▸ **What you have to do**:
Reproduce exactly the lines from the one containing "Ground bush. Output" through the last line of the records below, both included, and nothing else.

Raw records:
···

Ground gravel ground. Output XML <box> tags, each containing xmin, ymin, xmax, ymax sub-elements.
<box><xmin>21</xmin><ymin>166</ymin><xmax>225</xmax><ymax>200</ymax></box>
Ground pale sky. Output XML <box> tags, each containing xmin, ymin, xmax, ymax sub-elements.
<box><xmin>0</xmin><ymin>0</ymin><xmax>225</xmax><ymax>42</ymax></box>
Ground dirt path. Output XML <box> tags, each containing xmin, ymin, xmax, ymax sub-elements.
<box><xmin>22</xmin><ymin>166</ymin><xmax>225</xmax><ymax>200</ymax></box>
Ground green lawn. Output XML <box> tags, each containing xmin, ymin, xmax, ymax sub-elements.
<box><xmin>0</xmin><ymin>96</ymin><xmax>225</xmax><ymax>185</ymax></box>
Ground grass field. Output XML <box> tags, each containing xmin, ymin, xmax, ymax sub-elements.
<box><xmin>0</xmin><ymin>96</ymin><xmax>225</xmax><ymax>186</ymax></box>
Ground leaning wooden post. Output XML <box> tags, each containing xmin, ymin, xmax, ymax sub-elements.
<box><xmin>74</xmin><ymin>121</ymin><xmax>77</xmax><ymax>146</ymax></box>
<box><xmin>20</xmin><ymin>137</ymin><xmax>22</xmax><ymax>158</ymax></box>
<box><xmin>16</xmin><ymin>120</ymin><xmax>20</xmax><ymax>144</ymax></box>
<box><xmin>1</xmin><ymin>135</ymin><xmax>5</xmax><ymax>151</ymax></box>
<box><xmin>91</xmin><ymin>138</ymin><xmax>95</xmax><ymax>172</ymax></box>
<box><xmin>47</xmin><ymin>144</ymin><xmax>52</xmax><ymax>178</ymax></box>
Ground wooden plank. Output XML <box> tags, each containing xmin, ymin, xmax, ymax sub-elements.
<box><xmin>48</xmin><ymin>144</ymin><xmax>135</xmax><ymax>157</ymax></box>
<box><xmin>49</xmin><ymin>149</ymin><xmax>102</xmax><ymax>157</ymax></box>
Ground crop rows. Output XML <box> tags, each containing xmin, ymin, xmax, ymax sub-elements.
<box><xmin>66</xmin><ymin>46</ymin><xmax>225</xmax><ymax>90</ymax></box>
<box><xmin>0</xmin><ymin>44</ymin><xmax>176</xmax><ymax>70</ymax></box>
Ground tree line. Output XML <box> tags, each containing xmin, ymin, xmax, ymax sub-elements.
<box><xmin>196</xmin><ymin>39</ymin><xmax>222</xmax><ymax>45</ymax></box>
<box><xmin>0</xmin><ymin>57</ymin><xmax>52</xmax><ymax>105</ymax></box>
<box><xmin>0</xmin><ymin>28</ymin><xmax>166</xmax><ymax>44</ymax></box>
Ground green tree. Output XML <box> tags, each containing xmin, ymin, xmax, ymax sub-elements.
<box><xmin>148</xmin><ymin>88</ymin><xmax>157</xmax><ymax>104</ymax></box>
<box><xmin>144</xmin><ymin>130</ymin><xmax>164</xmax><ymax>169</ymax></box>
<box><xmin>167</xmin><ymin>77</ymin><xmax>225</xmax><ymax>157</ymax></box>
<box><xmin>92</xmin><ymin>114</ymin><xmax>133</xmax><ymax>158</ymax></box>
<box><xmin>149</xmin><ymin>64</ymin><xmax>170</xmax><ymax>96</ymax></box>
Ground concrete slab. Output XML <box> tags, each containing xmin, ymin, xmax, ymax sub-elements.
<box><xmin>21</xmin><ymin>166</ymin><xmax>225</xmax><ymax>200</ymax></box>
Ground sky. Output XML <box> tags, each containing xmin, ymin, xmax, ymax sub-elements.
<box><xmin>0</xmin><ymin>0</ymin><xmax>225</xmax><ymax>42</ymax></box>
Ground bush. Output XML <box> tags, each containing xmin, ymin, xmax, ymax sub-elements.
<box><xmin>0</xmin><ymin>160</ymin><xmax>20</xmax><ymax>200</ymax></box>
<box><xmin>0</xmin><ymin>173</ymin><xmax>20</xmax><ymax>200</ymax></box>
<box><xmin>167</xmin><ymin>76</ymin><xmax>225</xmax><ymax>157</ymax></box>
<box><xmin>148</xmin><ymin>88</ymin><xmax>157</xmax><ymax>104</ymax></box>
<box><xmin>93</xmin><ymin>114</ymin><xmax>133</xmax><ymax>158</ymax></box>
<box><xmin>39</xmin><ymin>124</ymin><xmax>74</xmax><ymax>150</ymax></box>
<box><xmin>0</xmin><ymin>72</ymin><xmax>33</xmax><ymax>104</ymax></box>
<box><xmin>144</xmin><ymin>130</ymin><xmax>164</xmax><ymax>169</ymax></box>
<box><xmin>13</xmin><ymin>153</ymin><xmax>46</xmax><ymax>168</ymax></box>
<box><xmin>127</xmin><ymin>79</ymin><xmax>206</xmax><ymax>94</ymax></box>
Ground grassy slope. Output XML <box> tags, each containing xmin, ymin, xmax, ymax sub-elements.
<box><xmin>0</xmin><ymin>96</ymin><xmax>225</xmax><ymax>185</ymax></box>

···

▸ **Right answer**:
Ground bush. Output XML <box> tags, each containing xmin, ymin, xmax, ymax sub-elements.
<box><xmin>0</xmin><ymin>160</ymin><xmax>20</xmax><ymax>200</ymax></box>
<box><xmin>0</xmin><ymin>173</ymin><xmax>20</xmax><ymax>200</ymax></box>
<box><xmin>167</xmin><ymin>76</ymin><xmax>225</xmax><ymax>157</ymax></box>
<box><xmin>148</xmin><ymin>88</ymin><xmax>157</xmax><ymax>104</ymax></box>
<box><xmin>93</xmin><ymin>114</ymin><xmax>133</xmax><ymax>158</ymax></box>
<box><xmin>39</xmin><ymin>124</ymin><xmax>74</xmax><ymax>150</ymax></box>
<box><xmin>0</xmin><ymin>72</ymin><xmax>33</xmax><ymax>104</ymax></box>
<box><xmin>144</xmin><ymin>130</ymin><xmax>164</xmax><ymax>169</ymax></box>
<box><xmin>13</xmin><ymin>153</ymin><xmax>46</xmax><ymax>168</ymax></box>
<box><xmin>127</xmin><ymin>79</ymin><xmax>206</xmax><ymax>94</ymax></box>
Ground grassy slope. Output XML <box> tags, each containing xmin, ymin, xmax, ymax sub-elements.
<box><xmin>0</xmin><ymin>96</ymin><xmax>225</xmax><ymax>185</ymax></box>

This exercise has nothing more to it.